So, how do you create time? Easy. Hire more developers. Despite what you have heard, you can add developers to a team to get more done, as long as they don’t need to communicate with each other.

To reduce the difference between work time and calendar time, you need to concentrate on everything that’s not sprint work. The main culprit is unnecessary meetings, but another is long waits for feedback. There are lots of times developers might need to wait, but waiting for code reviews is probably the biggest one because it happens to everyone all of the time. To work on that, read: If code reviews take too long, do this first.

Add Developers to a Team Without Lowering Productivity

According to Brook’s Law (from Mythical Man Month [affiliate link]), adding software developers to a late project makes it later because the number of communication lines increases rapidly with each new person. A team with N developers has N*(N-1)/2 communication lines, so a team of two has one line between them, but a team of 20 has 190 lines, one for each pair. If we accept this, there are several caveats that mean the law might not apply to you.

_Data under study:_
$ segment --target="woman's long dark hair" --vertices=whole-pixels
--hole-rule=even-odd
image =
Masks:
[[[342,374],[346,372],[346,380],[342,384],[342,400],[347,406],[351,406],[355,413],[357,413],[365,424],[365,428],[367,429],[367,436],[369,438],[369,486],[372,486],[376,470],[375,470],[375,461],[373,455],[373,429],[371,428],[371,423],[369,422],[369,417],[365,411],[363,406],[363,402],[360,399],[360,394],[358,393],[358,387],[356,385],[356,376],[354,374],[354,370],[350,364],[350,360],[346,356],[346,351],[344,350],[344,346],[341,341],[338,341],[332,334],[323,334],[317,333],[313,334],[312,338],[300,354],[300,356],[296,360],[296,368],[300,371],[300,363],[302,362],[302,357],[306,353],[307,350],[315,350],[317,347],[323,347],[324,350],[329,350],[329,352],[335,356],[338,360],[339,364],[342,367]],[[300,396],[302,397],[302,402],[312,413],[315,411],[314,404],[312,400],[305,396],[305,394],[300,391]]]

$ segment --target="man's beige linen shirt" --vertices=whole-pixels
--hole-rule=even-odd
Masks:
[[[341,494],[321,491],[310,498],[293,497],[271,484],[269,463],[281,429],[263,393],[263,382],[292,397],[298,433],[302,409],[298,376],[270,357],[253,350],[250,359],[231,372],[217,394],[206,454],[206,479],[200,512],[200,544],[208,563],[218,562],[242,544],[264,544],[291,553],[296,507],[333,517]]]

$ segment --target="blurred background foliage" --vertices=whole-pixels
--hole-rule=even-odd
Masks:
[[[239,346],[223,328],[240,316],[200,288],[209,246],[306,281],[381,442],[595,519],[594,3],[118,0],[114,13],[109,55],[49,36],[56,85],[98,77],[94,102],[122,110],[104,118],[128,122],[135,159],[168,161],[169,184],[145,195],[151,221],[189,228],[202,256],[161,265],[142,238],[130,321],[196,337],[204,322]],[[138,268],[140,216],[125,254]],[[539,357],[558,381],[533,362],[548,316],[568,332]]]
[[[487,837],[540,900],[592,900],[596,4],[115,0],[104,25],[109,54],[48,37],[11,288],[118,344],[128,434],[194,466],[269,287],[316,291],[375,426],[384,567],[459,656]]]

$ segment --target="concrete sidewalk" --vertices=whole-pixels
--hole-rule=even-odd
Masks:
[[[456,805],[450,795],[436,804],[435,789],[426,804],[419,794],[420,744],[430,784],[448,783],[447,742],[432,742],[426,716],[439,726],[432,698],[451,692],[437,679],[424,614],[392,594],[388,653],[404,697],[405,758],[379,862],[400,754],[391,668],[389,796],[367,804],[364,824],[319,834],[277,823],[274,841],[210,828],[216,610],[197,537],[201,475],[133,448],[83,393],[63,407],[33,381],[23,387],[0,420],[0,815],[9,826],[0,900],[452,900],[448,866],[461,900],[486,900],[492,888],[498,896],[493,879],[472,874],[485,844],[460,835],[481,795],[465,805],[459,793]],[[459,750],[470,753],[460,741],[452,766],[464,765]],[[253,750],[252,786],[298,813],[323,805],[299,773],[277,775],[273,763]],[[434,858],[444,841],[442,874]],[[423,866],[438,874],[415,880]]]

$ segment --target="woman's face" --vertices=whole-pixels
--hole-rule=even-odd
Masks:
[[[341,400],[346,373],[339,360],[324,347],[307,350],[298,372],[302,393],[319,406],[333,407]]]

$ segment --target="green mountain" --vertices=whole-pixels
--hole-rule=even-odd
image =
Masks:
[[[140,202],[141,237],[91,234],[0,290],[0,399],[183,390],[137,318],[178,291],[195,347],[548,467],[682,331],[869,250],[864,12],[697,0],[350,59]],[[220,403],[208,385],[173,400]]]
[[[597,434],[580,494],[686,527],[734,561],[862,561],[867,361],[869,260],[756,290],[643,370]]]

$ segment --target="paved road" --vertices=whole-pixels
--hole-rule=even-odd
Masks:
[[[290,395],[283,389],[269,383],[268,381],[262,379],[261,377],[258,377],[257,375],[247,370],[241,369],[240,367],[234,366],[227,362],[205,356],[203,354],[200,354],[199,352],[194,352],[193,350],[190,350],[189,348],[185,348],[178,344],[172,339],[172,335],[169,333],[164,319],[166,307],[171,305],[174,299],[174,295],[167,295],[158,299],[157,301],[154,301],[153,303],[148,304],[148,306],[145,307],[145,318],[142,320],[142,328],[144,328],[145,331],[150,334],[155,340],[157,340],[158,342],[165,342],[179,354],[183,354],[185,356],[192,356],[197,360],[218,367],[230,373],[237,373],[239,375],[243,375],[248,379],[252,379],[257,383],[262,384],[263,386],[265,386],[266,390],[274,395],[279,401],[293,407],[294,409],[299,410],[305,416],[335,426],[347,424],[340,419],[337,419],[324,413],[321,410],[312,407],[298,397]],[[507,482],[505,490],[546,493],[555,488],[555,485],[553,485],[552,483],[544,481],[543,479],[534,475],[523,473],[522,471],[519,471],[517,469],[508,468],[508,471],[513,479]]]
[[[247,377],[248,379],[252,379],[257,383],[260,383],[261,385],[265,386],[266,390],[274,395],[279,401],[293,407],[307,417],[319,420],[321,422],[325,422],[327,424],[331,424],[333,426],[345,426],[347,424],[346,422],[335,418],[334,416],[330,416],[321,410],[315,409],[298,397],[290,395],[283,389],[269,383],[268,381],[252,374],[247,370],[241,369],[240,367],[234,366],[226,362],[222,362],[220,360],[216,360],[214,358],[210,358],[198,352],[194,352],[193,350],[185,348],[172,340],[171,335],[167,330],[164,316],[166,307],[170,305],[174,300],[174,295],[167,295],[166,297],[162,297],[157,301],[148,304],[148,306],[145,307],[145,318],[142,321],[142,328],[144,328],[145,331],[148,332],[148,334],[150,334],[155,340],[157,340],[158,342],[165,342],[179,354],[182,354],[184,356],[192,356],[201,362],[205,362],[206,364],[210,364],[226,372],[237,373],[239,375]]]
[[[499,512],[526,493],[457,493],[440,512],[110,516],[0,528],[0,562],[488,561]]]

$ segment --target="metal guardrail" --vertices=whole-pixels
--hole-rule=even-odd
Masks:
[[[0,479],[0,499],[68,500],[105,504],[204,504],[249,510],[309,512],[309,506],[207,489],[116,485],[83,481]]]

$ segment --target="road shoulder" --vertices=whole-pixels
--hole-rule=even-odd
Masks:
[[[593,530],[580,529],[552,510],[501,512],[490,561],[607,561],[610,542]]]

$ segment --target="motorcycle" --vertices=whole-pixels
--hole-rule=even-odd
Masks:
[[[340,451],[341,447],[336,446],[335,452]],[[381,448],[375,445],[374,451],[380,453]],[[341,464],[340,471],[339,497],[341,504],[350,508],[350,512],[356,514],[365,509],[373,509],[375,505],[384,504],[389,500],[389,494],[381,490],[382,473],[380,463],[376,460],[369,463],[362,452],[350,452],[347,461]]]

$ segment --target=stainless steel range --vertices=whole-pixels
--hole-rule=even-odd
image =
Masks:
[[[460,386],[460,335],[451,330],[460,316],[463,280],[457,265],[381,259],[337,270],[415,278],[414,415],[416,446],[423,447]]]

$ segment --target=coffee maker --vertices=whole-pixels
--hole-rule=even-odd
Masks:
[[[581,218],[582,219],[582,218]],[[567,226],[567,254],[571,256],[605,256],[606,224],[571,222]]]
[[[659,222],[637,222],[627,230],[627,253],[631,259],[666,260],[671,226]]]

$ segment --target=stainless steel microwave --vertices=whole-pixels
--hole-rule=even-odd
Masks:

_Assigned task A:_ In the text on adding developers to a team, how many communication lines does a team of 20 have?
_Assigned task B:_ Duplicate everything in the text on adding developers from "To reduce the" down to "do this first.".
_Assigned task C:_ Pick up the text on adding developers to a team where it stops, and write its next part.

_Task answer A:_ 190

_Task answer B:_
To reduce the difference between work time and calendar time, you need to concentrate on everything that’s not sprint work. The main culprit is unnecessary meetings, but another is long waits for feedback. There are lots of times developers might need to wait, but waiting for code reviews is probably the biggest one because it happens to everyone all of the time. To work on that, read: If code reviews take too long, do this first.

_Task answer C:_
It should be clear that this won’t apply to a very small team. If you have two developers, then adding two more will help. The number of communication lines goes from one to six, but the amount of time that can be spent working on the project doubles. Compare this to adding two people to a twenty person team, where you might add more than forty communication lines and only 10% more work time. Also, a team of two have probably not created a very large codebase yet, so ramp-up time is not as bad as what it takes to learn what a team of twenty could create.

Another way the law doesn’t apply is if your developers don’t need to talk to each other. If they can work completely independently, then you are not adding communication lines. That also works if they only need to talk to a small subset.

You can also increase the effectiveness of a given team (before adding anyone) if you can remove lines of communication. This does not mean “better communication” (like documentation), which only reduces the cost of a line, not the number of lines. Reducing the cost of lines is good, but will be overwhelmed by combinatorial explosion of new lines if you don’t work to remove them.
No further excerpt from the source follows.